# DATA SHOWN:

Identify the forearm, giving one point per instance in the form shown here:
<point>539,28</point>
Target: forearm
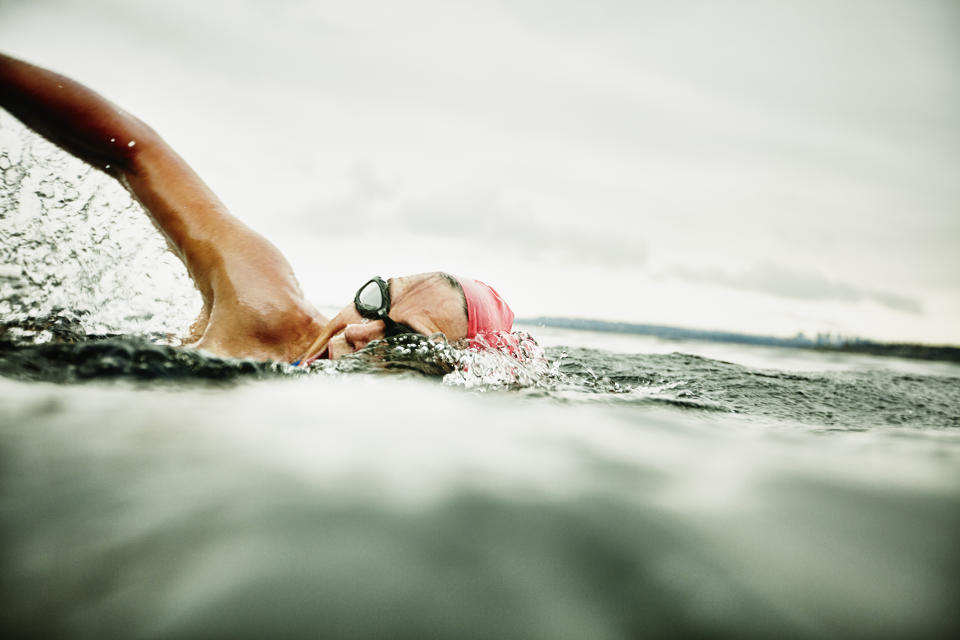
<point>71,115</point>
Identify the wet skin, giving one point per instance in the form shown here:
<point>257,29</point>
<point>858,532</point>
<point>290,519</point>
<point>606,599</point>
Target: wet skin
<point>253,306</point>
<point>424,302</point>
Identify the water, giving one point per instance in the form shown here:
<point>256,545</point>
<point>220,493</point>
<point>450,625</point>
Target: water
<point>606,487</point>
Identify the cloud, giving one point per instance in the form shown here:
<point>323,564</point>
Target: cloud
<point>365,201</point>
<point>797,284</point>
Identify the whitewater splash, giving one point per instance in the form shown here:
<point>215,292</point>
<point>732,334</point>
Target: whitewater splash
<point>75,246</point>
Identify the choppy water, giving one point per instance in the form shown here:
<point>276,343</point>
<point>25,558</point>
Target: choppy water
<point>417,490</point>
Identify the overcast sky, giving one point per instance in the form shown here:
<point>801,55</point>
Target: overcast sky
<point>745,165</point>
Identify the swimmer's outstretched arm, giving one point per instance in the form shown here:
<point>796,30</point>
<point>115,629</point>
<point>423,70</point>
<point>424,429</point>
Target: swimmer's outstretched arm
<point>253,305</point>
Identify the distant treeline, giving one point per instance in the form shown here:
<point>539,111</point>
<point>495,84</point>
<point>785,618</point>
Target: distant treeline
<point>822,341</point>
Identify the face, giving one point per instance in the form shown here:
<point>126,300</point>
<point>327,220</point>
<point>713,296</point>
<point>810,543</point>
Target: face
<point>426,303</point>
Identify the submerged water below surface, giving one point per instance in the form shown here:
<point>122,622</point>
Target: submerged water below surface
<point>607,487</point>
<point>589,493</point>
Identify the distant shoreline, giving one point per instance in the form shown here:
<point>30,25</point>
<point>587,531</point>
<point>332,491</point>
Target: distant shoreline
<point>823,342</point>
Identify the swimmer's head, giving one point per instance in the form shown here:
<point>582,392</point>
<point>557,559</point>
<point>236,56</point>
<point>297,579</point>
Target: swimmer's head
<point>425,303</point>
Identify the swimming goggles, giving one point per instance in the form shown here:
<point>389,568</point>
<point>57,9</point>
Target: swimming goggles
<point>373,302</point>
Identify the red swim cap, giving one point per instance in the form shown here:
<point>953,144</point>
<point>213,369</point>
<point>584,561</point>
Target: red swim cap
<point>486,310</point>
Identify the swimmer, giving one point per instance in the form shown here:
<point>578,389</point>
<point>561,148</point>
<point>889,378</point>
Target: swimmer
<point>253,306</point>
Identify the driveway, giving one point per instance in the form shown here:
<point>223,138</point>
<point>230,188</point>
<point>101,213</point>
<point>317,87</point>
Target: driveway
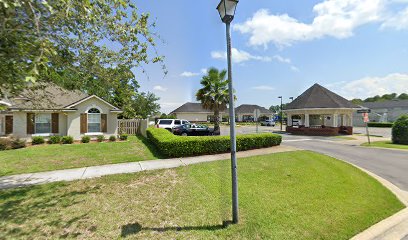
<point>389,164</point>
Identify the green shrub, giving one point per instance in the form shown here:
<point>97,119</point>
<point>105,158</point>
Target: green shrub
<point>37,140</point>
<point>67,140</point>
<point>175,146</point>
<point>123,137</point>
<point>384,125</point>
<point>400,130</point>
<point>54,140</point>
<point>11,143</point>
<point>85,139</point>
<point>100,138</point>
<point>5,144</point>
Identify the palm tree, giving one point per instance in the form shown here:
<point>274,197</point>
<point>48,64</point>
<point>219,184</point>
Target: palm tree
<point>214,94</point>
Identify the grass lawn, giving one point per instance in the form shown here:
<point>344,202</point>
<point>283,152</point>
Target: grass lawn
<point>293,195</point>
<point>54,157</point>
<point>385,144</point>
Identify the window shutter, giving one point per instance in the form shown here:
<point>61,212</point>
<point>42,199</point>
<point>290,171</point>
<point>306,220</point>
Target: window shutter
<point>55,123</point>
<point>84,123</point>
<point>104,123</point>
<point>30,123</point>
<point>9,124</point>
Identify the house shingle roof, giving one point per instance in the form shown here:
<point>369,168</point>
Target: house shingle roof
<point>319,97</point>
<point>386,104</point>
<point>49,97</point>
<point>192,108</point>
<point>248,108</point>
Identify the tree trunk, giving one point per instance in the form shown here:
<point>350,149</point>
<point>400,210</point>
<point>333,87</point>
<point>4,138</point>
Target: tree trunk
<point>217,130</point>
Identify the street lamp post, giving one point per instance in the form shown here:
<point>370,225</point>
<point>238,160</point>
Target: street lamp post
<point>281,113</point>
<point>226,9</point>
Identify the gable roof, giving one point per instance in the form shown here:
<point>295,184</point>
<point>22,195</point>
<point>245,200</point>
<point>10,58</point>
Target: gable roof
<point>386,104</point>
<point>50,97</point>
<point>319,97</point>
<point>190,107</point>
<point>248,108</point>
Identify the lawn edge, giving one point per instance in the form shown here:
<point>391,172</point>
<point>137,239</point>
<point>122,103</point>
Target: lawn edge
<point>386,228</point>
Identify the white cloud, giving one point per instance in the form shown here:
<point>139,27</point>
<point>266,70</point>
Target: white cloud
<point>282,59</point>
<point>371,86</point>
<point>263,88</point>
<point>159,88</point>
<point>295,69</point>
<point>239,56</point>
<point>334,18</point>
<point>189,74</point>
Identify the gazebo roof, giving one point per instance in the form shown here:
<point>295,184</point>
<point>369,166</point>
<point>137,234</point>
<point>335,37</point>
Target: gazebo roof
<point>319,97</point>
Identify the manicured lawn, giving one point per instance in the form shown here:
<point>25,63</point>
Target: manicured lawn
<point>294,195</point>
<point>54,157</point>
<point>385,144</point>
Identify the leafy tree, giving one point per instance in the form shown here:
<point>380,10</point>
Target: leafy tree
<point>214,94</point>
<point>77,42</point>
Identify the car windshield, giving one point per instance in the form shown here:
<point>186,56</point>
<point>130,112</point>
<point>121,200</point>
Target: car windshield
<point>165,122</point>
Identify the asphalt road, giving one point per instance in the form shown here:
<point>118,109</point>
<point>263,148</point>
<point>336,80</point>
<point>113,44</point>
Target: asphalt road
<point>389,164</point>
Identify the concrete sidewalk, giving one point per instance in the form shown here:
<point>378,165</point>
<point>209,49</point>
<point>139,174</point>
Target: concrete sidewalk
<point>98,171</point>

# STATED TASK:
Extract every line of the material above and reproduce each one word for word, in its original order. Leave the pictures out.

# ANSWER:
Identify the forearm, giving one point per instance in the form shown here:
<point>539,28</point>
Target: forearm
<point>71,115</point>
Identify the wet skin, giving one point per instance in the form shown here:
<point>257,29</point>
<point>858,532</point>
<point>290,519</point>
<point>606,599</point>
Target: wet skin
<point>253,306</point>
<point>424,302</point>
Identify the water, giving one point per instance in the form shown here:
<point>256,545</point>
<point>220,493</point>
<point>450,625</point>
Target: water
<point>606,487</point>
Identify the cloud, giving one point per instance in the form shown here:
<point>323,564</point>
Target: cloud
<point>365,201</point>
<point>797,284</point>
Identify the whitewater splash, giving one point per instance in the form shown here:
<point>215,292</point>
<point>732,334</point>
Target: whitewater splash
<point>75,246</point>
Identify the choppy water, giving one point per instance in the form shown here:
<point>276,343</point>
<point>25,558</point>
Target: choppy water
<point>417,490</point>
Identify the overcast sky, giving one point per instance in the form shown here:
<point>801,55</point>
Target: overcast sky
<point>745,165</point>
Identify the swimmer's outstretched arm, giving one point per instance in the form shown here:
<point>796,30</point>
<point>115,629</point>
<point>423,70</point>
<point>424,429</point>
Target: swimmer's outstretched arm
<point>253,305</point>
Identify the distant treeline, giving one point per instance in the form shown here:
<point>539,111</point>
<point>495,84</point>
<point>785,618</point>
Target: distant treeline
<point>822,341</point>
Identify the face, giving one point per instance in the form shown here:
<point>126,300</point>
<point>327,220</point>
<point>713,296</point>
<point>810,543</point>
Target: face
<point>426,303</point>
Identify the submerged water below surface, giving one point per instance in the form shown here:
<point>122,622</point>
Target: submerged water below surface
<point>607,487</point>
<point>589,493</point>
Identify the distant shoreline, giving one point per instance in the form shown here:
<point>30,25</point>
<point>587,531</point>
<point>332,491</point>
Target: distant shoreline
<point>823,342</point>
Identify the swimmer's head, giving one point per instance in the form shown here:
<point>582,392</point>
<point>557,559</point>
<point>236,56</point>
<point>297,579</point>
Target: swimmer's head
<point>425,303</point>
Identify the swimming goggles, giving one point per instance in the form shown here:
<point>389,568</point>
<point>57,9</point>
Target: swimming goggles
<point>373,302</point>
Identify the red swim cap, giving one point per instance in the form shown here:
<point>953,144</point>
<point>213,369</point>
<point>584,561</point>
Target: red swim cap
<point>486,310</point>
Identify the swimmer, giving one point per instance in the form shown here:
<point>578,389</point>
<point>561,148</point>
<point>889,378</point>
Target: swimmer
<point>253,306</point>
Identify the driveway, giving one point per instance in the form shown here:
<point>223,138</point>
<point>230,188</point>
<point>101,213</point>
<point>317,87</point>
Target: driveway
<point>389,164</point>
Identify the green shrub, giving one point per instance in the form shown here:
<point>97,119</point>
<point>105,158</point>
Target: green shrub
<point>37,140</point>
<point>67,140</point>
<point>175,146</point>
<point>123,137</point>
<point>384,125</point>
<point>400,130</point>
<point>54,140</point>
<point>11,143</point>
<point>85,139</point>
<point>100,138</point>
<point>5,144</point>
Identify the palm tree, giving one point per instance in the form shown here:
<point>274,197</point>
<point>48,64</point>
<point>219,184</point>
Target: palm tree
<point>214,94</point>
Identify the grass lawn, giving one point per instance in the form shown here:
<point>344,202</point>
<point>283,152</point>
Target: grass lawn
<point>293,195</point>
<point>54,157</point>
<point>385,144</point>
Identify the window shutter, giving one point per instance in the form shown here:
<point>61,212</point>
<point>42,199</point>
<point>290,171</point>
<point>306,220</point>
Target: window shutter
<point>55,123</point>
<point>84,123</point>
<point>104,123</point>
<point>30,123</point>
<point>9,124</point>
Identify the house shingle roof, giving one point per instance in the form shown here:
<point>369,168</point>
Target: house shingle roof
<point>319,97</point>
<point>386,104</point>
<point>49,97</point>
<point>192,108</point>
<point>248,108</point>
Identify the tree trunk, giving one point per instance in the form shown here:
<point>350,149</point>
<point>400,210</point>
<point>333,87</point>
<point>4,138</point>
Target: tree trunk
<point>217,130</point>
Identify the street lamp post, giving one point per instance in the form shown here:
<point>370,225</point>
<point>238,160</point>
Target: street lamp post
<point>281,113</point>
<point>226,9</point>
Identify the gable roof, giving one point per instance in the form shown here:
<point>295,184</point>
<point>22,195</point>
<point>245,200</point>
<point>10,58</point>
Target: gable roof
<point>386,104</point>
<point>50,97</point>
<point>319,97</point>
<point>190,107</point>
<point>248,108</point>
Identify the lawn edge, giving one point per instance in the form shown here:
<point>391,172</point>
<point>137,239</point>
<point>122,103</point>
Target: lawn edge
<point>386,228</point>
Identify the white cloud, giving one point per instance in the form shown here:
<point>139,27</point>
<point>266,70</point>
Target: white cloud
<point>282,59</point>
<point>371,86</point>
<point>263,88</point>
<point>159,88</point>
<point>295,69</point>
<point>239,56</point>
<point>334,18</point>
<point>189,74</point>
Identify the gazebo roof, giving one point per instance in the form shown here:
<point>295,184</point>
<point>369,166</point>
<point>137,234</point>
<point>335,37</point>
Target: gazebo roof
<point>319,97</point>
Identify the manicured lawn, giving one point per instance in the form shown here:
<point>25,63</point>
Target: manicured lawn
<point>294,195</point>
<point>54,157</point>
<point>385,144</point>
Identify the leafy tree, giving one point per instance in the form shown here:
<point>380,10</point>
Target: leafy tree
<point>214,94</point>
<point>77,42</point>
Identify the car windshield, giving one point per instance in the form shown here:
<point>186,56</point>
<point>130,112</point>
<point>121,200</point>
Target: car windshield
<point>165,122</point>
Identify the asphalt road, giving one point per instance in the form shown here:
<point>118,109</point>
<point>263,148</point>
<point>336,80</point>
<point>113,44</point>
Target: asphalt road
<point>389,164</point>
Identify the concrete sidewalk, giving one point per instance in the form shown here:
<point>378,165</point>
<point>209,49</point>
<point>139,174</point>
Target: concrete sidewalk
<point>98,171</point>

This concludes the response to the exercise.